ARRÊT DE LA COUR (troisième chambre)

24 novembre 2011 (*)

«Rapprochement des législations – Droits d’auteur et droits voisins – Directive 2001/29/CE – Article 3 – Notion de ‘communication d’une œuvre à un public présent au lieu d’origine de la communication’– Diffusion des œuvres musicales en présence d’un public, sans paiement à l’organisme de gestion collective des droits d’auteurs de la rémunération correspondante à ces droits – Conclusion de contrats de cession des droits patrimoniaux avec les auteurs des œuvres – Champ d’application de la directive 2001/29»

Dans l’affaire C‑283/10,

ayant pour objet une demande de décision préjudicielle au titre de l’article 267 TFUE, introduite par Înalta Curte de Casaţie şi Justiţie (Roumanie), par décision du 14 mai 2010, parvenue à la Cour le 7 juin 2010, dans la procédure

Circul Globus Bucureşti (Circ & Variete Globus Bucureşti)

contre

Uniunea Compozitorilor şi Muzicologilor din România – Asociaţia pentru Drepturi de Autor (UCMR – ADA),

LA COUR (troisième chambre),

composée de M. K. Lenaerts, président de chambre, M. J. Malenovský (rapporteur), Mme R. Silva de Lapuerta, MM. E. Juhász et D. Šváby, juges,

avocat général: Mme V. Trstenjak,

greffier: M. A. Calot Escobar,

vu la procédure écrite,

considérant les observations présentées:

–        pour Uniunea Compozitorilor şi Muzicologilor din România – Asociaţia pentru Drepturi de Autor (UCMR – ADA), par Me A. Roată-Palade, avocat,

–        pour le gouvernement roumain, par M. A. Popescu, en qualité d’agent, ainsi que par Mmes A. Wellman et A. Borobeică, conseillères,

–        pour le gouvernement espagnol, par Mme N. Díaz Abad, en qualité d’agent,

–        pour la Commission européenne, par Mme J. Samnadda et M. I. V. Rogalski, en qualité d’agents,

vu la décision prise, l’avocat général entendu, de juger l’affaire sans conclusions,

rend le présent

Arrêt

1        La demande de décision préjudicielle porte sur l’interprétation de l’article 3, paragraphe 1, de la directive 2001/29/CE du Parlement européen et du Conseil, du 22 mai 2001, sur l’harmonisation de certains aspects du droit d’auteur et des droits voisins dans la société de l’information (JO L 167, p. 10).

+-------+

Consigne à suivre: Dans l'arrêt de la Cour reproduit plus haut, quel juge est désigné comme rapporteur ? Les lignes ne jouent aucun rôle dans cet exercice.

Données affichées:
+-------+

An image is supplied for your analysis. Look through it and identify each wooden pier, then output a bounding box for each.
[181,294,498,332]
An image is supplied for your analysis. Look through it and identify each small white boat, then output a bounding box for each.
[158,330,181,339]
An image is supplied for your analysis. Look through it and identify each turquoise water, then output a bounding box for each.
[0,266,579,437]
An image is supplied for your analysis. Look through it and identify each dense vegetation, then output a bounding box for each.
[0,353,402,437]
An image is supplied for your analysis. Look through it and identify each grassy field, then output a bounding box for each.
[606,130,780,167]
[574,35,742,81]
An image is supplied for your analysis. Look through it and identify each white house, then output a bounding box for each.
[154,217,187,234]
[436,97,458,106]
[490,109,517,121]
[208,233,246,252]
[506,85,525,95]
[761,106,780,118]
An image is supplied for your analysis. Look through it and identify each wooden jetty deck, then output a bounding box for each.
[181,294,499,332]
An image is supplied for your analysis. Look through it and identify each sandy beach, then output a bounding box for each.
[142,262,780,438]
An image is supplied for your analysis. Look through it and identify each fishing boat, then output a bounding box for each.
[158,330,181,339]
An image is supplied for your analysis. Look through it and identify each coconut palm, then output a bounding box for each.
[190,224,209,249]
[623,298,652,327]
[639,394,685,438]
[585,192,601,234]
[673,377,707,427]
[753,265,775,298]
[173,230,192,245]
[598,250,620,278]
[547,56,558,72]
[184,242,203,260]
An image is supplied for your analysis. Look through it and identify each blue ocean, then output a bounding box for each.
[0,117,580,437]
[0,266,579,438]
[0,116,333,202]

+-------+

Réponse finale: M. J. Malenovský.